## Activity list
(1) In the profile of Brittany Bloom, what dorm role does she hold in Carriage?
(2) From the profile of Brittany Bloom, reproduce the words between "She says she" and "their learning differences.", inclusive.

## Document passage
◆ ◆ ◆

Brittany Bloom has worked at Forman School for four years and currently serves as a Cognition and Learning Teacher. Brittany is also a Primary Dorm Parent in Carriage. While never formally diagnosed, she relates to having dyslexia.
“As a child, I struggled a lot learning how to read. I remember feeling behind my peers and spending hours trying to remember how to sound out words, pass spelling tests, or read as fluently as other kids my age,” she says. “Being asked to read in public, write on the board, have other people read my written work, or write anything on pen and paper was my worst nightmare. I could never understand why it was so hard for me and how other students did it so easily.”
Having struggled in school herself, Brittany says she teaches her students ways to overcome their challenges.
“As a reading teacher, I am able to relate to my students and show them that they are not alone,” she says. “Oftentimes, I find that I teach students strategies for decoding or fluency that really help them because I am able to remember exactly what they are finding difficult.”
She says she has recently started sharing more about her experiences with students, allowing them to feel less pressure in the classroom.
“I find that my students take comfort when I say that reading was hard for me and that I am here to help them feel more confident,” she says. “It is like they immediately relax and realize they don't need to fake it anymore because someone understands what it is like. It's almost [as if] they think she is one of us... she gets it.”
Brittany also encourages students to be open and honest with others about their learning differences.
“The more open you are about what you struggle with, the more people can help and support you so you can be successful,” she advises. “It might feel scary, and like you are the only one who feels like school is challenging, but the more you look around and really get to know people, the more you will realize there are plenty of people who are successful with learning differences.”

◆ ◆ ◆

## Information
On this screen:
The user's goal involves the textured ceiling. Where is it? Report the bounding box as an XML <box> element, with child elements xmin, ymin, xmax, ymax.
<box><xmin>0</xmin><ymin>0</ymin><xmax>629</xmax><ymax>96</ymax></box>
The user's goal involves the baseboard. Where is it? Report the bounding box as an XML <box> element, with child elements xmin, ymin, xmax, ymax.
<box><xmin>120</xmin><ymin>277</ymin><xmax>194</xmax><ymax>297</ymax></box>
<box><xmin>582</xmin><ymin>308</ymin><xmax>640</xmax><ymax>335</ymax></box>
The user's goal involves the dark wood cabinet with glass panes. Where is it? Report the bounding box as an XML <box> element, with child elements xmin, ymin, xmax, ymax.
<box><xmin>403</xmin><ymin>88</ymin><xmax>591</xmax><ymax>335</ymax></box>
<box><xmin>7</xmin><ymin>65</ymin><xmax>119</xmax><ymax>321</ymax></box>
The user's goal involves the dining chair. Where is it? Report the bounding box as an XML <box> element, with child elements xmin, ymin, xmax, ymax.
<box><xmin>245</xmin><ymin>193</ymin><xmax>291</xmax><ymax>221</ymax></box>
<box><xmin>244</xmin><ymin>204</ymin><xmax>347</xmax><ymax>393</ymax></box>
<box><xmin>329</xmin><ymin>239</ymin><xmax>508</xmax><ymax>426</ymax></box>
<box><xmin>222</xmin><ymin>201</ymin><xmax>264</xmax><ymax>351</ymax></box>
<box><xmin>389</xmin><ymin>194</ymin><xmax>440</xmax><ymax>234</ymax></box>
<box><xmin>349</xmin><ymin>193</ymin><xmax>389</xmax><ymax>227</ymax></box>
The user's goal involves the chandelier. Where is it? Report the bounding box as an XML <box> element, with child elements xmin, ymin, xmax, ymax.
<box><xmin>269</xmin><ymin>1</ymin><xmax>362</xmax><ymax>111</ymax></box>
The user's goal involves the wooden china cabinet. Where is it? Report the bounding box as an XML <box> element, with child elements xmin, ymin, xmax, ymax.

◆ ◆ ◆

## Expected responses
(1) She is a Primary Dorm Parent in Carriage.

(2)
She says she has recently started sharing more about her experiences with students, allowing them to feel less pressure in the classroom.
“I find that my students take comfort when I say that reading was hard for me and that I am here to help them feel more confident,” she says. “It is like they immediately relax and realize they don't need to fake it anymore because someone understands what it is like. It's almost [as if] they think she is one of us... she gets it.”
Brittany also encourages students to be open and honest with others about their learning differences.